▸ 課題一覧
1. WPW症候群の文章で「帰宅してインターネットで調べたところ」で始まる段落を、主な事実を残して箇条書きにまとめよ。
2. WPW症候群の文章のうち、「ほんの一瞬の出会いでもそれが良き出会いとなるように。」を含む語句で始まり「そのとき、私はいつも選んできた。」で終わる部分を、一字も変えずに書き写してください。
3. 次の(a)~(c)がWPW症候群の文章の内容と合っているかどうか、それぞれ「はい」か「いいえ」で答え、判断の根拠となる本文の語句をそのまま引用せよ。
(a) 筆者の再検査は、一ヵ月後の結果通知のときに言い渡された。
(b) WPW症候群は1000人に1~2人の割合で見られる。
(c) 紹介された病院では、すぐにカテーテル手術が必要だと言われた。

++++ 読解文 ++++

WPW症候群

人間ドックの心電図検査で「WPW症候群」の疑いありと出た。
たいていは一ヵ月後の結果通知のときに再検査が言い渡されるが、
私だけその場で病院への紹介状を渡され、
出来るだけ早く大きな病院の循環器科を受診するよう言われた。

帰宅してインターネットで調べたところ、
「WPW症候群」とは先天的に、
本来なら心臓に1本しかないはずのバイパスが2本以上あり、
心臓を動かす信号のようなものが余計に送られるため
時に頻脈になる軽度な心疾患らしい。
中には発作中に運悪く亡くなってしまう人もいるらしい。
1000人に1~2人の割合で見られる、割とよくある疾患のようだ。
あまりに発作がひどい人はカテーテル手術をすれば
90%以上の確率で治るとも書かれていた。

調べてすぐには「なんでもないこと」と思おうとした。
よくある疾患らしいし、
一生発作を起こさないで過ごす人もいるらしい。
だからたいしたことないのだと。

しかし、自分でも驚くほど動揺していた。
ただ単純に怖かった。
様々な不定愁訴がありながらもきっと
低空飛行のように大きな病気などせずに一生を過ごすものだと、
勝手に思い込んでいた。
涙が出そうになった。

だが、これがこの私のつたない森歩きを公表しようと思った
一番の動機となった。
その気はあったものの、
こんなつたない文章を人目にさらして誰が見てくれるだろうかとしり込みしていた。
けれどこんなにもいろいろな症状を持って生まれてきたのも、
きっと何か意味があるだろうと考えていた私に、
その背を押してくれたのがこの病気だった。

命ある限り、出来るだけ人の役に立ちたい。
それまでも漠然と思っていた思いが、ゆるぎないものになった。
目の前にあるものを愛し、人を愛し、すべてを愛し、
私に出来る限りのことをしよう。
それは特別なことではない。
「大丈夫だよ」とメッセージを送り続けること。
暗闇の中にいる人にこそそのメッセージを送り、
光の中にいる人にも暖かな何かを伝えたい。
ほんの一瞬の出会いでもそれが良き出会いとなるように。

そう思ったとき、
私はこの世界をこんなにも愛していることに気がついた。
ずっと私は「好き」とか「愛してる」とか言う気持ちが
わからない人だと思っていたのだが、
こわばった心の奥にその気持ちは埋もれた宝のようにあった。

困難はいつも私に何かを教えてくれる。
そのとき、私はいつも選んできた。
暖かき光のある方へ、ボロボロになりながらでも進むほうを。
それが、私という人間を作ってきたのだと思う。

しかし、これは後日談だが、紹介された病院へ行ったところ、
発作を起こすまでは何の心配も無く、
一生そのままで過ごせるかもしれないとのことで、
あんなに動揺した自分がばかみたいだと、
一人、笑ってしまった。

 

 

ブログに添えられた文章から

「これを書いたのは一年以上前です。
このまま発作もなくいくものと思っていたら、
先日心臓発作らしきものが・・・。

++++ 提供資料 ++++

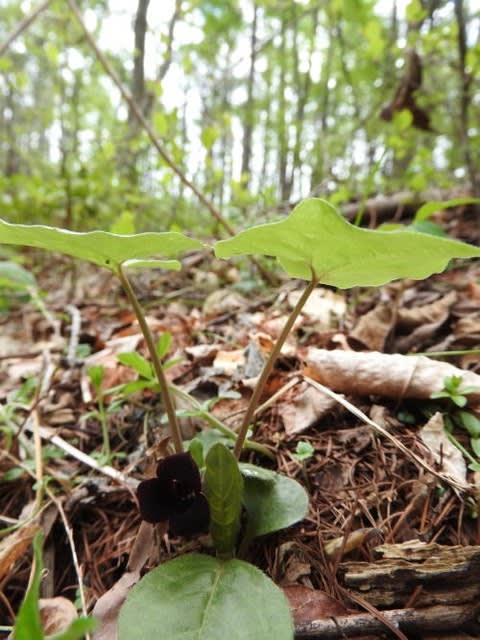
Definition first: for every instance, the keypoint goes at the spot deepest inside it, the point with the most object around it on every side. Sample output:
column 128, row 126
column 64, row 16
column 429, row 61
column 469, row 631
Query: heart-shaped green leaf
column 316, row 241
column 101, row 247
column 223, row 488
column 272, row 506
column 196, row 597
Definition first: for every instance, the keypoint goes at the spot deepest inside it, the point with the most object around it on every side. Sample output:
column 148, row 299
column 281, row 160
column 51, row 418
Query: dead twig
column 138, row 114
column 438, row 618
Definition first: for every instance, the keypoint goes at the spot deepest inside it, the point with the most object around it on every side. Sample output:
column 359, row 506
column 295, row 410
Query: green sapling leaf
column 316, row 241
column 272, row 506
column 96, row 373
column 137, row 362
column 470, row 422
column 303, row 451
column 223, row 488
column 100, row 247
column 163, row 344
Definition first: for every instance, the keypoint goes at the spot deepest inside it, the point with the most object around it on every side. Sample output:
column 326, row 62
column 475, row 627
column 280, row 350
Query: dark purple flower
column 175, row 495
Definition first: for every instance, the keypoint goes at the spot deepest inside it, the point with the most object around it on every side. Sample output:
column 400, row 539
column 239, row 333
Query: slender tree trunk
column 249, row 106
column 302, row 89
column 465, row 97
column 282, row 114
column 138, row 77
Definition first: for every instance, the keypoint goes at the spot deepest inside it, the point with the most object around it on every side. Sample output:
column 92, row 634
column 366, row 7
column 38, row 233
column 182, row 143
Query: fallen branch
column 439, row 618
column 390, row 375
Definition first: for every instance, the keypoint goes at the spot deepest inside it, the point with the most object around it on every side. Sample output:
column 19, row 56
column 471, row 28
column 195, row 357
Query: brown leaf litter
column 364, row 489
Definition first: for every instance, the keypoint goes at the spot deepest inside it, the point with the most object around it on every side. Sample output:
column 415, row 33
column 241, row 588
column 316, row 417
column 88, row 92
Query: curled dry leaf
column 448, row 457
column 312, row 604
column 56, row 614
column 15, row 546
column 371, row 536
column 390, row 375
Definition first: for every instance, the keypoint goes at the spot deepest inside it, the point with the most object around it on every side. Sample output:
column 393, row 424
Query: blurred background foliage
column 259, row 102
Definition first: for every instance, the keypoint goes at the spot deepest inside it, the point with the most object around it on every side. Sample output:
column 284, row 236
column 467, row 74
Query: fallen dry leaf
column 322, row 307
column 449, row 458
column 307, row 406
column 371, row 536
column 15, row 546
column 373, row 328
column 107, row 608
column 312, row 604
column 56, row 614
column 391, row 375
column 427, row 313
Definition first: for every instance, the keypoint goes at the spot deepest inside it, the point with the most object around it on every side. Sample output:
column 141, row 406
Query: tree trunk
column 249, row 107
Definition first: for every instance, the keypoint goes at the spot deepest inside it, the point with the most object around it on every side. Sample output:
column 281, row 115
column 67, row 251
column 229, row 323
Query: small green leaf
column 460, row 401
column 28, row 625
column 100, row 247
column 96, row 373
column 259, row 473
column 77, row 630
column 163, row 344
column 475, row 444
column 303, row 451
column 470, row 422
column 430, row 208
column 223, row 488
column 197, row 597
column 314, row 240
column 273, row 506
column 134, row 360
column 195, row 447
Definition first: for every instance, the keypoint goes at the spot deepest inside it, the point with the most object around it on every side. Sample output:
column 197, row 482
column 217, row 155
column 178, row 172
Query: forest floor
column 364, row 489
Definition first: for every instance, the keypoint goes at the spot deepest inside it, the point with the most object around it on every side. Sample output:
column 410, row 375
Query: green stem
column 157, row 365
column 215, row 423
column 103, row 421
column 255, row 399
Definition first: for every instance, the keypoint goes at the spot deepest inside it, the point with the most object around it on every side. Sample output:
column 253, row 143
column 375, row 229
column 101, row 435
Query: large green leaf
column 197, row 597
column 101, row 247
column 272, row 506
column 316, row 240
column 223, row 488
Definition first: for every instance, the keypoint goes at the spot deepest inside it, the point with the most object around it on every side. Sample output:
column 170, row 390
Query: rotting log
column 437, row 586
column 439, row 574
column 411, row 621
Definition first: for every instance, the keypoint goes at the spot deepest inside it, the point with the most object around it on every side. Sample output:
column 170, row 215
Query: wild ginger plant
column 198, row 595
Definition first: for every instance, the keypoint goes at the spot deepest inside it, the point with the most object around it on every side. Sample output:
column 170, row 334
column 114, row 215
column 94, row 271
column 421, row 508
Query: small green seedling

++++

▸ 練習問題の解答
1.
- WPW症候群は先天的な軽度の心疾患らしい。
- 本来なら心臓に1本しかないはずのバイパスが2本以上ある。
- 心臓を動かす信号のようなものが余計に送られるため、時に頻脈になる。
- 発作中に運悪く亡くなる人もいるらしい。
- 1000人に1~2人の割合で見られる、割とよくある疾患のようだ。
- 発作がひどい人はカテーテル手術をすれば、90%以上の確率で治るとも書かれていた。

2.
ほんの一瞬の出会いでもそれが良き出会いとなるように。

そう思ったとき、
私はこの世界をこんなにも愛していることに気がついた。
ずっと私は「好き」とか「愛してる」とか言う気持ちが
わからない人だと思っていたのだが、
こわばった心の奥にその気持ちは埋もれた宝のようにあった。

困難はいつも私に何かを教えてくれる。
そのとき、私はいつも選んできた。

3.
(a) いいえ。「私だけその場で病院への紹介状を渡され」
(b) はい。「1000人に1~2人の割合で見られる」
(c) いいえ。「発作を起こすまでは何の心配も無く、一生そのままで過ごせるかもしれない」